**Exercise description:**
Will you give the material below again, every line exactly as it is?

**Extracted data:**
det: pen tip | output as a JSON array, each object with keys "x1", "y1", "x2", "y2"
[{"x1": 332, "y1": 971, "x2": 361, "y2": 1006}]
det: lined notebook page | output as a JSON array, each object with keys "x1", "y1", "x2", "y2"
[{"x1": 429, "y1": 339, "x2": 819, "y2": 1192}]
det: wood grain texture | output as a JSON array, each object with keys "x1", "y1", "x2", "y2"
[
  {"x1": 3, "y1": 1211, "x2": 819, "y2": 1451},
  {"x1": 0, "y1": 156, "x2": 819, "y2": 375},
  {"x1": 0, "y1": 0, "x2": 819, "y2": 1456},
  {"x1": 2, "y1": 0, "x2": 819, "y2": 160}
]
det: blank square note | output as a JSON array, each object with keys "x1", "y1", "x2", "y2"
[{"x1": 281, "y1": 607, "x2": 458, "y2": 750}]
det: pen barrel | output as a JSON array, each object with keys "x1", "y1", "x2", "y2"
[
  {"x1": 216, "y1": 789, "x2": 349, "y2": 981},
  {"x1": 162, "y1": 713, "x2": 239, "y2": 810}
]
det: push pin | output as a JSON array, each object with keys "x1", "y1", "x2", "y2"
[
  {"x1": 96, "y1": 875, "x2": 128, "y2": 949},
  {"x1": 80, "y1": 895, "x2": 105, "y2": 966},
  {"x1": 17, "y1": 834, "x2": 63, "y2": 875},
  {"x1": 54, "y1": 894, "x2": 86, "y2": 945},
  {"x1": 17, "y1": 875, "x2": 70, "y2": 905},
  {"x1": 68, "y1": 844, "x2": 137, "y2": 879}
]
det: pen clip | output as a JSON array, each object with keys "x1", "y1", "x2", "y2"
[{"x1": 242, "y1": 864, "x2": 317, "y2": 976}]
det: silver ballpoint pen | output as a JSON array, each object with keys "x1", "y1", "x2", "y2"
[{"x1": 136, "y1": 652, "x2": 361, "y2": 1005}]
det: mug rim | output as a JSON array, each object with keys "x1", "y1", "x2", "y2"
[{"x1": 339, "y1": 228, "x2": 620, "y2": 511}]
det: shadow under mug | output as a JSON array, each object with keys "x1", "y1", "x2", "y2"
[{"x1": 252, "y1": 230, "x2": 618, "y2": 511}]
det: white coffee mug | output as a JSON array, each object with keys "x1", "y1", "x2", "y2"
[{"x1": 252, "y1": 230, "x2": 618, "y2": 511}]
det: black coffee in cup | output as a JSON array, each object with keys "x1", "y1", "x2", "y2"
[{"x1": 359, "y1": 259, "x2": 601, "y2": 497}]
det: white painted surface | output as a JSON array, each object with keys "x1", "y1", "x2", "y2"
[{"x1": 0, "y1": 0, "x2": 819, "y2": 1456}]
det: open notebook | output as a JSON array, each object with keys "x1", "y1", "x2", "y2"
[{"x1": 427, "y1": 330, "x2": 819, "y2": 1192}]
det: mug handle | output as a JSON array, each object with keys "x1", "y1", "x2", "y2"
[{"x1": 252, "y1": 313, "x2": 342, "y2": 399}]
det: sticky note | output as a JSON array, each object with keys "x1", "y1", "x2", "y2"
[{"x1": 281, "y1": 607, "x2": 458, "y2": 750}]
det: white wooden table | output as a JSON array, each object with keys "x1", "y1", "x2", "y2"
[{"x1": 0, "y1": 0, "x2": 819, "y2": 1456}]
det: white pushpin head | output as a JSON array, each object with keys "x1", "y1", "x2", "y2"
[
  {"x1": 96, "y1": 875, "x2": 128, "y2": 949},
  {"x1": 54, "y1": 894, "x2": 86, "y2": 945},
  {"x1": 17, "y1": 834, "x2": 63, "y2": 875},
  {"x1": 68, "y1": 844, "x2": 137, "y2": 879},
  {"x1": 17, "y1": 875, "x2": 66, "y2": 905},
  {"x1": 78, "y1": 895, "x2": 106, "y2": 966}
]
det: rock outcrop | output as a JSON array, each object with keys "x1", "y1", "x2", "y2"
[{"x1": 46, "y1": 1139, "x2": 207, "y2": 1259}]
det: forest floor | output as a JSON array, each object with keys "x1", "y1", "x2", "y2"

**Problem solution:**
det: pen tip | output as a JSON array, each object with keys "x1", "y1", "x2", "y2"
[{"x1": 332, "y1": 971, "x2": 361, "y2": 1006}]
det: lined notebook page | output as a JSON array, each object with keys "x1", "y1", "x2", "y2"
[{"x1": 429, "y1": 339, "x2": 819, "y2": 1192}]
det: wood grain texture | output as a JSON array, each object with keys "x1", "y1", "x2", "y2"
[
  {"x1": 3, "y1": 1211, "x2": 819, "y2": 1451},
  {"x1": 0, "y1": 156, "x2": 819, "y2": 375},
  {"x1": 0, "y1": 0, "x2": 819, "y2": 1456},
  {"x1": 2, "y1": 0, "x2": 819, "y2": 160}
]
det: blank square note | output as a JSON array, each object with keys "x1", "y1", "x2", "y2"
[{"x1": 281, "y1": 607, "x2": 458, "y2": 750}]
det: pen barrel | output as a JSON array, each object with keys "x1", "y1", "x2", "y2"
[
  {"x1": 216, "y1": 789, "x2": 349, "y2": 981},
  {"x1": 162, "y1": 713, "x2": 239, "y2": 810}
]
det: push pin | output as a JSON array, each object with keys "x1", "y1", "x2", "y2"
[
  {"x1": 96, "y1": 875, "x2": 128, "y2": 949},
  {"x1": 80, "y1": 895, "x2": 105, "y2": 966},
  {"x1": 17, "y1": 834, "x2": 63, "y2": 875},
  {"x1": 54, "y1": 894, "x2": 86, "y2": 945},
  {"x1": 17, "y1": 875, "x2": 70, "y2": 905},
  {"x1": 68, "y1": 844, "x2": 137, "y2": 879}
]
det: pen clip | output as a JSON array, each object with keys "x1", "y1", "x2", "y2"
[{"x1": 242, "y1": 864, "x2": 317, "y2": 976}]
det: silver ballpoint pen | output as a JSON array, each object with keys "x1", "y1", "x2", "y2"
[{"x1": 136, "y1": 652, "x2": 361, "y2": 1005}]
det: mug rim | output as a JSON array, each object with keys "x1", "y1", "x2", "y2"
[{"x1": 339, "y1": 228, "x2": 620, "y2": 511}]
det: shadow under mug | output as a JSON array, each object with keys "x1", "y1", "x2", "y2"
[{"x1": 252, "y1": 230, "x2": 618, "y2": 511}]
det: white coffee mug | output as a JSON array, each object with keys "x1", "y1", "x2", "y2"
[{"x1": 252, "y1": 230, "x2": 618, "y2": 511}]
det: black coffee in cup | output as a JSON array, each object with keys "x1", "y1", "x2", "y2"
[{"x1": 359, "y1": 259, "x2": 601, "y2": 497}]
det: white painted surface | output as a JSON array, each object with keys "x1", "y1", "x2", "y2"
[{"x1": 0, "y1": 0, "x2": 819, "y2": 1456}]
det: open notebook | output as a JSON array, each object with keys "x1", "y1", "x2", "y2"
[{"x1": 427, "y1": 330, "x2": 819, "y2": 1192}]
det: mug handle | output as a JSON array, each object with keys "x1", "y1", "x2", "y2"
[{"x1": 252, "y1": 313, "x2": 342, "y2": 399}]
det: sticky note | output as a JSON array, each object with keys "x1", "y1", "x2", "y2"
[{"x1": 281, "y1": 607, "x2": 458, "y2": 750}]
det: white wooden table | output as a JSON array, each object with keys "x1", "y1", "x2", "y2"
[{"x1": 0, "y1": 0, "x2": 819, "y2": 1456}]
det: white pushpin head | output as a JSON array, each object with keys "x1", "y1", "x2", "y2"
[
  {"x1": 96, "y1": 875, "x2": 128, "y2": 949},
  {"x1": 54, "y1": 894, "x2": 86, "y2": 945},
  {"x1": 17, "y1": 834, "x2": 63, "y2": 875},
  {"x1": 68, "y1": 844, "x2": 137, "y2": 879},
  {"x1": 17, "y1": 875, "x2": 66, "y2": 905},
  {"x1": 78, "y1": 895, "x2": 106, "y2": 966}
]
det: rock outcrop | output as a JSON array, each object with keys "x1", "y1", "x2", "y2"
[{"x1": 46, "y1": 1139, "x2": 207, "y2": 1259}]
det: forest floor | output as a JSON array, each object with keys "x1", "y1", "x2", "y2"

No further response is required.